__Fragmento seleccionado__:
-- -- --

En segundo lugar, además de la seguridad, el desarrollo compartido es una preocupación común. El entendimiento bilateral se sustenta en un avance imparable de la relación comercial con fuerte peso del suministro energético. El crecimiento en 2023 fue del 26,3 por ciento, alcanzando los 240 mil millones de dólares. Pero, además, la simpatía ha facilitado la implementación de procesos que de otro modo serían más complejos: es el caso de la internacionalización del yuan o de la definición de una alternativa sólida a los sistemas de pagos transfronterizos controlados por Occidente.
En tercer lugar, en lo político, aunque sus sistemas se diferencian claramente, ambos comparten el rechazo al orden liberal que lidera EEUU y reclaman su derecho a plasmar regímenes políticos adaptados a su propia historia, cultura o necesidades como expresión de garantía de soberanía.
En cuarto lugar, en lo diplomático, desde la OCS a los BRICS, ambos países han entretejido una red de socios con una proyección que no deja de crecer aun a pesar de las contradicciones que pudieran prodigarse en su seno. La multipolaridad es el santo y seña que les convoca.
En el debe cabe tener en cuenta varias circunstancias. En primer lugar, en la interpretación misma de la crisis de Ucrania, no falta en China (Feng Yujun, de Fudan, por ejemplo) quien advierte en el proceder ruso un tic imperial que tampoco Beijing olvida. Rusia formó parte del grupo de países que en el siglo XIX le impusieron los tratados desiguales obligándole a efectuar importantes cesiones territoriales. En virtud de ello, por ejemplo, Vladivostok fue a caer bajo la soberanía de la Rusia zarista. China no ha reconocido la anexión de Crimea ni tampoco de los territorios ganados a Ucrania en la contienda. Sigue enarbolando el principio de integridad territorial como clave para una solución política del conflicto.
En segundo lugar, que la opción de la guerra, promovida por Rusia para atender a sus intereses nacionales, no es tampoco la mejor de las fórmulas para garantizar los intereses de China. Para esta, tras la pandemia, la prioridad ha sido salvaguardar a toda costa aquella estabilidad que le puede ayudar a su modernización y desarrollo. La guerra trajo consigo una nueva partición del mundo, acelerando las tendencias desglobalizadoras que, por supuesto, no son del gusto chino.

-- -- --

__Consigna de trabajo A__: Cita la parte del fragmento que se abre con las palabras que contienen "En segundo lugar, además" y se cierra con "garantía de soberanía.".
__Consigna de trabajo B__: Según el fragmento, ¿qué cifra alcanzó la relación comercial bilateral en 2023?
__Consigna de trabajo C__: Explica, a partir del fragmento, por qué la guerra promovida por Rusia no es la mejor fórmula para garantizar los intereses de China.
El material que aparece a continuación procede de otra fuente.

[Entradas de datos]
-- -- --

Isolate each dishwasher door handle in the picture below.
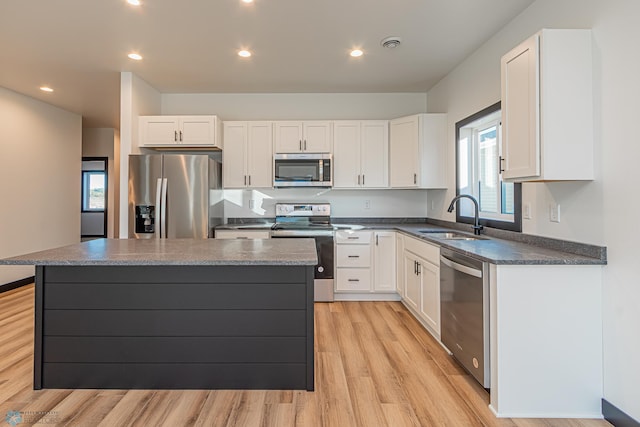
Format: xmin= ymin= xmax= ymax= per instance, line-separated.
xmin=440 ymin=255 xmax=482 ymax=279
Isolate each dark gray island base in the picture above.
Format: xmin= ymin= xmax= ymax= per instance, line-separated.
xmin=5 ymin=239 xmax=316 ymax=390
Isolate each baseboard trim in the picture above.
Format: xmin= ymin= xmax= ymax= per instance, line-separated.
xmin=602 ymin=399 xmax=640 ymax=427
xmin=0 ymin=276 xmax=36 ymax=294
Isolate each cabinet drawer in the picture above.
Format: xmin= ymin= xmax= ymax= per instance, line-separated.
xmin=404 ymin=237 xmax=440 ymax=265
xmin=336 ymin=230 xmax=373 ymax=245
xmin=336 ymin=268 xmax=371 ymax=291
xmin=336 ymin=245 xmax=371 ymax=267
xmin=216 ymin=230 xmax=270 ymax=239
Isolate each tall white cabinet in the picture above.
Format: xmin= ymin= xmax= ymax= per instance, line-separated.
xmin=389 ymin=114 xmax=447 ymax=188
xmin=222 ymin=121 xmax=273 ymax=188
xmin=501 ymin=29 xmax=594 ymax=181
xmin=333 ymin=120 xmax=389 ymax=188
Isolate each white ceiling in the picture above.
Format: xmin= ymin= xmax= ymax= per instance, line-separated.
xmin=0 ymin=0 xmax=533 ymax=128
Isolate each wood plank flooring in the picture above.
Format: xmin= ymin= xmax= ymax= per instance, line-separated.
xmin=0 ymin=285 xmax=610 ymax=427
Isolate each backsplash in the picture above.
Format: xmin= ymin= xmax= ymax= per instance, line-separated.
xmin=224 ymin=188 xmax=427 ymax=218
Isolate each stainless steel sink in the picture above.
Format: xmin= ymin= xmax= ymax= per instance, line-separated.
xmin=418 ymin=230 xmax=486 ymax=240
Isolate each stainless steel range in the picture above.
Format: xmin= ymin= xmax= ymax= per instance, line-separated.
xmin=271 ymin=203 xmax=333 ymax=301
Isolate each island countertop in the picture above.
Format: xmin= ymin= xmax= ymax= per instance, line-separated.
xmin=0 ymin=238 xmax=318 ymax=266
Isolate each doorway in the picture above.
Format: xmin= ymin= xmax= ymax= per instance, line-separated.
xmin=80 ymin=157 xmax=109 ymax=241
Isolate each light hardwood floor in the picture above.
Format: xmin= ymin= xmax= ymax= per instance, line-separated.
xmin=0 ymin=285 xmax=610 ymax=427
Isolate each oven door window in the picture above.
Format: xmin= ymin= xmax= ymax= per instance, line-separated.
xmin=275 ymin=159 xmax=320 ymax=182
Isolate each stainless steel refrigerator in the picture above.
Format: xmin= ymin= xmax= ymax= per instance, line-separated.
xmin=129 ymin=154 xmax=224 ymax=239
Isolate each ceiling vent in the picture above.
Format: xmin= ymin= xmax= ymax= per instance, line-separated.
xmin=380 ymin=36 xmax=402 ymax=49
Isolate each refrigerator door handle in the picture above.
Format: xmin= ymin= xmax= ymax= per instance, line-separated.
xmin=154 ymin=178 xmax=162 ymax=239
xmin=160 ymin=178 xmax=167 ymax=239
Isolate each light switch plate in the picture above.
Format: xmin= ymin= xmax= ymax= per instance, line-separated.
xmin=549 ymin=205 xmax=560 ymax=222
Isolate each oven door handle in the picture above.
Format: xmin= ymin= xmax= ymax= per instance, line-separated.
xmin=440 ymin=255 xmax=482 ymax=279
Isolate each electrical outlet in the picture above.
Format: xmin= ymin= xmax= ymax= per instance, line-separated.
xmin=549 ymin=205 xmax=560 ymax=222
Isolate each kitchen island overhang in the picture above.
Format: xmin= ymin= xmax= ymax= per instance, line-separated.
xmin=0 ymin=239 xmax=317 ymax=391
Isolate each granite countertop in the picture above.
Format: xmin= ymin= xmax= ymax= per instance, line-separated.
xmin=0 ymin=239 xmax=318 ymax=265
xmin=216 ymin=218 xmax=607 ymax=265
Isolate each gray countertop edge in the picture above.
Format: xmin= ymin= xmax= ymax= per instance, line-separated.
xmin=0 ymin=259 xmax=318 ymax=267
xmin=220 ymin=217 xmax=607 ymax=265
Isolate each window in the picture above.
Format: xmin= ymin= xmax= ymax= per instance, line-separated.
xmin=456 ymin=102 xmax=522 ymax=231
xmin=82 ymin=171 xmax=106 ymax=212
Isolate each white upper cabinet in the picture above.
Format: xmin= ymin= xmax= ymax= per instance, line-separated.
xmin=389 ymin=114 xmax=447 ymax=188
xmin=501 ymin=29 xmax=594 ymax=181
xmin=274 ymin=121 xmax=331 ymax=153
xmin=138 ymin=116 xmax=222 ymax=148
xmin=333 ymin=120 xmax=389 ymax=188
xmin=222 ymin=122 xmax=273 ymax=188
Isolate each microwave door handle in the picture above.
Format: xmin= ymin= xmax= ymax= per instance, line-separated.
xmin=154 ymin=178 xmax=162 ymax=239
xmin=160 ymin=178 xmax=168 ymax=239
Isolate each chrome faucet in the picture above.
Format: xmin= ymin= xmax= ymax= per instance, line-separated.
xmin=447 ymin=194 xmax=484 ymax=236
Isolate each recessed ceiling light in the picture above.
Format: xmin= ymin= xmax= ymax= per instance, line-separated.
xmin=380 ymin=36 xmax=402 ymax=49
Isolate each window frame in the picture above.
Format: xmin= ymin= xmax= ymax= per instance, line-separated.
xmin=81 ymin=170 xmax=107 ymax=213
xmin=455 ymin=101 xmax=522 ymax=232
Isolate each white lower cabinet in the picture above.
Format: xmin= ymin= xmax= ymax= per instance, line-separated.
xmin=402 ymin=236 xmax=440 ymax=339
xmin=216 ymin=230 xmax=270 ymax=239
xmin=373 ymin=231 xmax=396 ymax=292
xmin=335 ymin=230 xmax=398 ymax=300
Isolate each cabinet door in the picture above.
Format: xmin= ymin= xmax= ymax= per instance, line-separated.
xmin=246 ymin=122 xmax=273 ymax=188
xmin=178 ymin=116 xmax=216 ymax=145
xmin=418 ymin=260 xmax=440 ymax=336
xmin=302 ymin=121 xmax=331 ymax=153
xmin=333 ymin=121 xmax=362 ymax=188
xmin=222 ymin=122 xmax=247 ymax=188
xmin=404 ymin=251 xmax=422 ymax=312
xmin=360 ymin=121 xmax=389 ymax=188
xmin=396 ymin=233 xmax=405 ymax=299
xmin=138 ymin=116 xmax=180 ymax=146
xmin=274 ymin=122 xmax=302 ymax=153
xmin=501 ymin=35 xmax=540 ymax=179
xmin=389 ymin=116 xmax=420 ymax=188
xmin=373 ymin=231 xmax=396 ymax=292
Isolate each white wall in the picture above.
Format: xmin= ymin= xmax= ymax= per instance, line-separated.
xmin=82 ymin=128 xmax=120 ymax=238
xmin=119 ymin=72 xmax=161 ymax=238
xmin=427 ymin=0 xmax=640 ymax=420
xmin=224 ymin=188 xmax=427 ymax=218
xmin=0 ymin=88 xmax=82 ymax=284
xmin=162 ymin=93 xmax=427 ymax=120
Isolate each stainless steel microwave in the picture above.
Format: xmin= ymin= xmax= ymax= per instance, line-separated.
xmin=273 ymin=154 xmax=333 ymax=187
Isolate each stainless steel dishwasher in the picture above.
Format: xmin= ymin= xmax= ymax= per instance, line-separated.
xmin=440 ymin=248 xmax=491 ymax=388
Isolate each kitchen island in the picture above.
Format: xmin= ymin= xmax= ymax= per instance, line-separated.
xmin=0 ymin=239 xmax=317 ymax=390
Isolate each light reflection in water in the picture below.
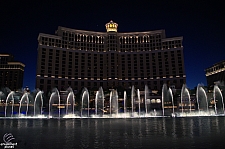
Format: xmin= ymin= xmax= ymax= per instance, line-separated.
xmin=0 ymin=117 xmax=225 ymax=148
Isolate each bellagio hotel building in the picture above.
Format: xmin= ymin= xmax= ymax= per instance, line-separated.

-- -- --

__Respuesta esperada A__:
En segundo lugar, además de la seguridad, el desarrollo compartido es una preocupación común. El entendimiento bilateral se sustenta en un avance imparable de la relación comercial con fuerte peso del suministro energético. El crecimiento en 2023 fue del 26,3 por ciento, alcanzando los 240 mil millones de dólares. Pero, además, la simpatía ha facilitado la implementación de procesos que de otro modo serían más complejos: es el caso de la internacionalización del yuan o de la definición de una alternativa sólida a los sistemas de pagos transfronterizos controlados por Occidente.
En tercer lugar, en lo político, aunque sus sistemas se diferencian claramente, ambos comparten el rechazo al orden liberal que lidera EEUU y reclaman su derecho a plasmar regímenes políticos adaptados a su propia historia, cultura o necesidades como expresión de garantía de soberanía.

__Respuesta esperada B__: Alcanzó los 240 mil millones de dólares.

__Respuesta esperada C__: Tras la pandemia, la prioridad de China ha sido salvaguardar la estabilidad que puede ayudar a su modernización y desarrollo. La guerra, en cambio, trajo una nueva partición del mundo y aceleró las tendencias desglobalizadoras, que no son del gusto chino.